** PROMPT 1 **
List every thing that, according to the lines of verse quoted in the post on Dover Beach, the world "Hath really neither".
** PROMPT 2 **
Answer these questions about the post on Dover Beach:
(a) In what year did the writer discover Ferlinghetti?
(b) Which movie did the writer see in sixth grade?
(c) In what city was the writer living at ground zero?
** PROMPT 3 **
Write a continuation of the post on Dover Beach, picking up after its final line.

[START SELECTED PASSAGE]

Post by C. S. Bartholomew »

Hylander wrote:Thucydides is a long narrative of "ignorant armies clashing by night".

. . . the world, which seems
To lie before us like a land of dreams,
So various, so beautiful, so new,
Hath really neither joy, nor love, nor light,
Nor certitude, nor peace, nor help for pain;
And we are here as on a darkling plain
Swept with confused alarms of struggle and flight,
Where ignorant armies clash by night.
It amazes me that Matthew Arnold wrote this in the mid 19th century. As someone who grew up reading post-apocalyptic novels of the late 50s, seeing the movie On the Beach when I was in sixth grade, living at ground zero in Seattle, certainly don't need to be told about the futility of war. I discovered Ferlinghetti in 1959. It took me four decades to discover the line in Dover Beach, alluded to in Ferlinghetti's Autobiography, 1958.
I have seen the ignorant armies
on the beach at Dover.

Lawrence Ferlinghetti, excerpts from Autobiography, Jam Session, Ralph Gleason, 1958.

[END SELECTED PASSAGE]
[START DATA EXTRACT]

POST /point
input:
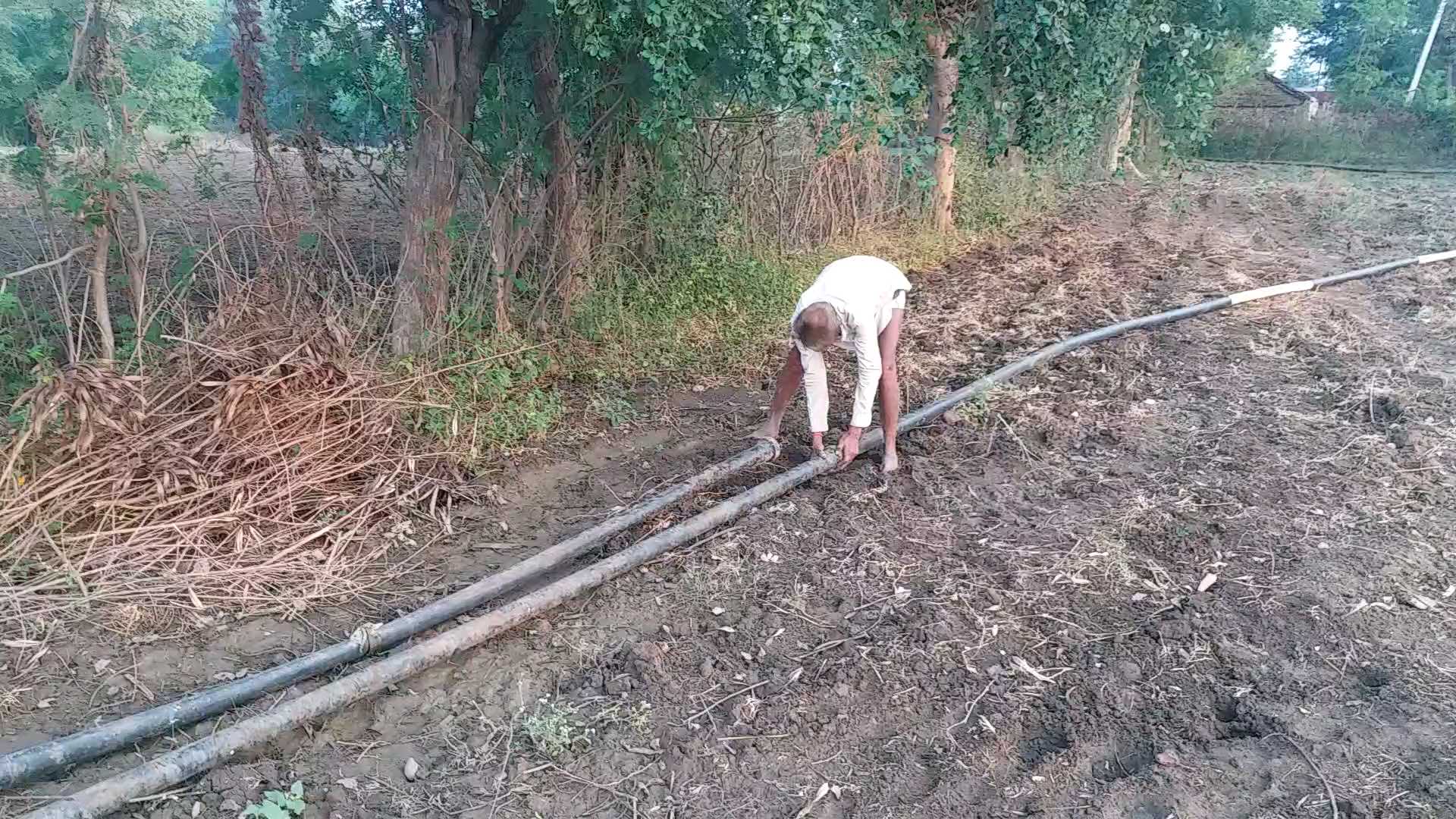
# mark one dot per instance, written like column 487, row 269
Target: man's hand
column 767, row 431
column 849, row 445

[END DATA EXTRACT]
[START DATA EXTRACT]

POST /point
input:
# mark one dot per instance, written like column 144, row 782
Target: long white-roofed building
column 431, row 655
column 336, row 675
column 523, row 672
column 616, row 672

[END DATA EXTRACT]
[START DATA EXTRACT]

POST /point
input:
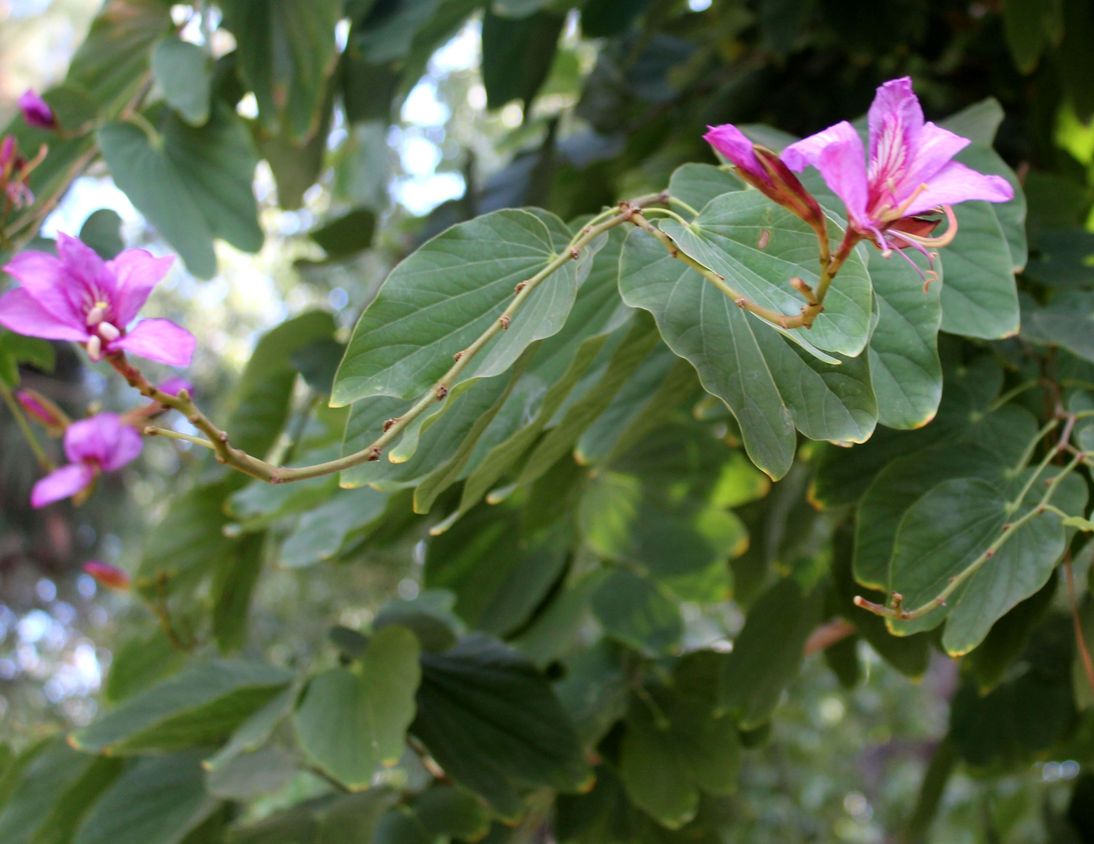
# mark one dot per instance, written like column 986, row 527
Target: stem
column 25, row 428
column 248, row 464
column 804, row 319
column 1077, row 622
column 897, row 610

[END DATA EXTRACT]

** TASK RESULT 1 **
joy, love, light, certitude, peace, help for pain

** TASK RESULT 2 **
(a) 1959
(b) On the Beach
(c) Seattle

** TASK RESULT 3 **
I haven't read much literary criticism regarding Thucydides, is Dover Beach a fair reflection of his attitude?
In this paper I argue that he presents his war as an extreme manifestation of a specific pattern of catastrophe with a lengthy literary pedigree, and that it is this pattern, often portending the total collapse of the society, that his work readies the reader to recognize.

Thucydides’ Peloponnesian War as Multifaceted Disaster
Rachel Bruzzone, Bilkent University
I found this article while searching for a discussion the apocalyptic cataclysms describe in TH 1.23.3. I was specifically looking for an explanation of the language that refers to stories passed down which were unreliably attested[1]. Rachel Bruzzone has an interesting take on this. Wasn't able the link the site but a search for the quote from her paper should get you there.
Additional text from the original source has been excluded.